What did Rachel Reeves announce in the 2025 Budget?
26th November 2025
Following devastating reforms to inheritance tax in last year’s Budget, farmers have awaited Rachel Reeves’ 2025 Budget with trepidation. We take a look at what she announced in today’s speech.

After months of concern and speculation over what this year’s Budget will hold for farmers – and whether the government will row back on inheritance tax reforms, the chancellor finally delivered her speech in the House of Commons today – nearly a month later than last year.
In an unprecedented scenario, details of the Budget were leaked by the Office for Budget Responsibility (OBR) 30 minutes prior to the chancellor’s speech.
The OBR apologised for the ‘technical error’ and launched an investigation to ensure it does not occur again.
The leak revealed that the tax burden is set to reach a record high of 38% of GDP in 2030-31.
As Reeves shared her Budget for the year, tractors appeared in Whitehall to protest against the IHT reforms, despite the Met Police earlier announcing a ban on agricultural machinery in the area today.
Tax increases
The Budget raises taxes by £26Bn in 2029-30, including the following tax rises:
- A new mileage tax for electric vehicles from April 2028, equalling £0.03/mile for battery electric cards and £0.015 per mile for plug-in hybrid cars. The rate per mile will increase annually with CPI
- Salary sacrifice pension contributions above £2,000 will face National Insurance from April 2029
- New ‘mansion tax’ – £2,500 annual tax on properties worth more than £2m, and £7,500 for those worth more than £5m
- Reduced capital gains tax relief on disposals to employee ownership trusts
- Staged increases to fuel duty from 2026, partially offset by a freeze to fuel duty for a further five months
- Writing down allowance main rate in corporation tax reduced
- Tax rates increased by 2 percentage points on dividends, property and savings income
- Tax thresholds on personal tax and employer National Insurance contributions frozen for three years from 2028-29, a year longer than forecast, which Reeves accepts will impact working people.
However, inflation will drop 0.4% next year.
The government will also introduce “permanently lower taxes” for retail, hospitality, and leisure properties – paid for through higher rates on properties worth £500,000 or more, such as warehouses belonging to online retail giants.
But the eco energy scheme introduced by the Conservatives to tackle fuel poverty has been scrapped, saying that for most families it has cost more than it has saved.
READ MORE: Budget day: Farmers try to drive tractors to Whitehall despite ban
READ MORE: Rachel Reeves’s pre-Budget speech ridiculed by the opposition
READ MORE: What does the Budget really mean for farming?
Inheritance tax
Despite months of speculation that the government will row back on last year’s hammer blow reforms to agricultural property relief, Reeves did not address this in her speech.
However, she did reveal that compensation payments for the Infected Blood Scheme were exempted from inheritance tax. “That is how we should be spending taxpayers’ money” on dealing with injustices, she said.
In last year’s Budget the chancellor announced reforms to agricultural property relief (APR) and business property relief (BPR), which are set to come into force from April 2026.
From this date, the first £1m of combined business and agricultural assets will continue to attract no inheritance tax. But, for assets over £1m, inheritance tax will apply with 50% relief, meaning an effective 20% tax.
A number of other unpopular measures were also introduced, including a “stealth tax” on double cab pick-ups; an accelerated phase out of direct payments; a capital gains tax increase; and a carbon tax on imported fertiliser.
Increases to minimum wage and employer national insurance contributions also had knock on impacts for agricultural businesses.

• • • •

**TASK GOAL:**
Return the part of the Budget article from "READ MORE: Budget" up to and including "from April 2026.", copied word for word. The records have nothing to do with the Budget article.

**DATASET:**
• • • •

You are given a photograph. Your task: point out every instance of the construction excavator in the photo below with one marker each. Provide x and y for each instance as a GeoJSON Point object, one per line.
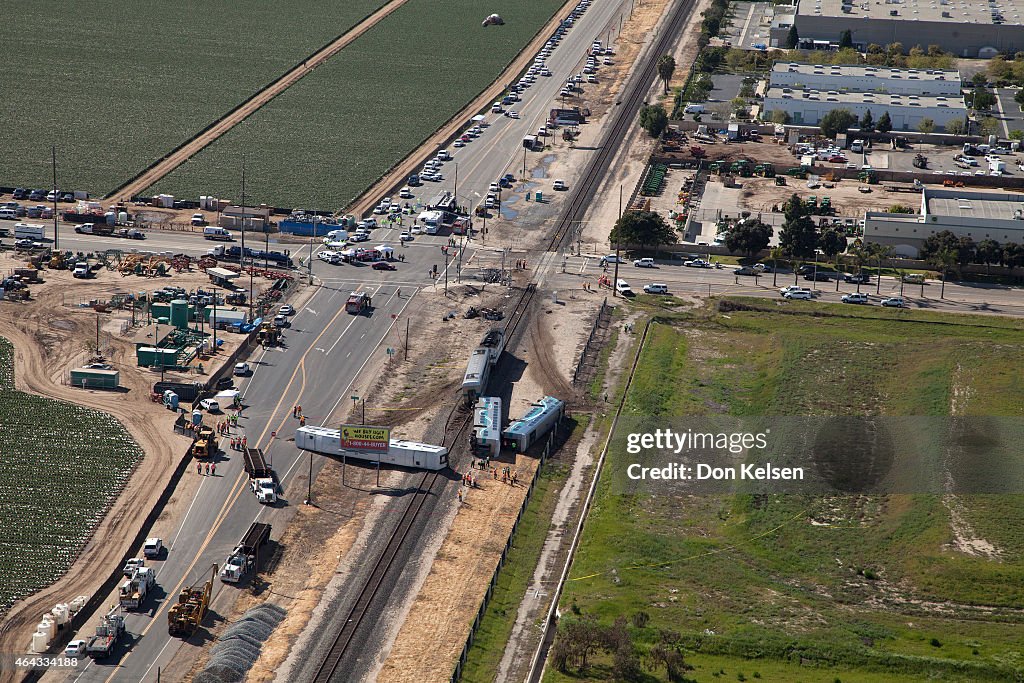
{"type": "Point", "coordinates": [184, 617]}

• • • •

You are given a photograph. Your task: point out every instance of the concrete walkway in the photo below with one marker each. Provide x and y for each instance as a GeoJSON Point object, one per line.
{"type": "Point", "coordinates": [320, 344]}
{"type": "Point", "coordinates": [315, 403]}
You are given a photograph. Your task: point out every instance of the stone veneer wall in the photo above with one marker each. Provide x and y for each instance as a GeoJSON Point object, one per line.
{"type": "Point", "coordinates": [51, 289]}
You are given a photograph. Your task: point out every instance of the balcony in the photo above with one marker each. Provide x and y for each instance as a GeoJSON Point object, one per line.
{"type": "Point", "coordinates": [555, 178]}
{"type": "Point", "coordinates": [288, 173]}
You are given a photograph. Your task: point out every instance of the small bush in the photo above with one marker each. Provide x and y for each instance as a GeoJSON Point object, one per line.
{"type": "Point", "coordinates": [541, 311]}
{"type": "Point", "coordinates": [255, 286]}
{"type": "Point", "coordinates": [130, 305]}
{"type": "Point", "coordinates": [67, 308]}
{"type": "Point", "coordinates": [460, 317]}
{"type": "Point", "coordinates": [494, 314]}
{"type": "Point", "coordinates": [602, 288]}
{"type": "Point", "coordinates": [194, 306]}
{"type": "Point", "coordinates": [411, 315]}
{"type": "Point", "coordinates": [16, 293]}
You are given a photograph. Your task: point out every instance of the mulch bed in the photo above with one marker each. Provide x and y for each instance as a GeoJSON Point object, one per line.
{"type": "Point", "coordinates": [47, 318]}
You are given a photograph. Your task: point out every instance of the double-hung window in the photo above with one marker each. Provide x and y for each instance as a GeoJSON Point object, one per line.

• • • •

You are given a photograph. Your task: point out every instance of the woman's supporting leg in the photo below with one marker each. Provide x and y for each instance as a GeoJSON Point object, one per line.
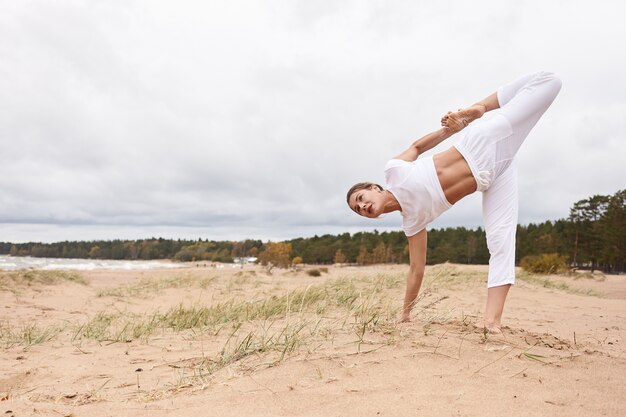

• • • •

**EXPECTED ANSWER:**
READ MORE: Budget day: Farmers try to drive tractors to Whitehall despite ban
READ MORE: Rachel Reeves’s pre-Budget speech ridiculed by the opposition
READ MORE: What does the Budget really mean for farming?
Inheritance tax
Despite months of speculation that the government will row back on last year’s hammer blow reforms to agricultural property relief, Reeves did not address this in her speech.
However, she did reveal that compensation payments for the Infected Blood Scheme were exempted from inheritance tax. “That is how we should be spending taxpayers’ money” on dealing with injustices, she said.
In last year’s Budget the chancellor announced reforms to agricultural property relief (APR) and business property relief (BPR), which are set to come into force from April 2026.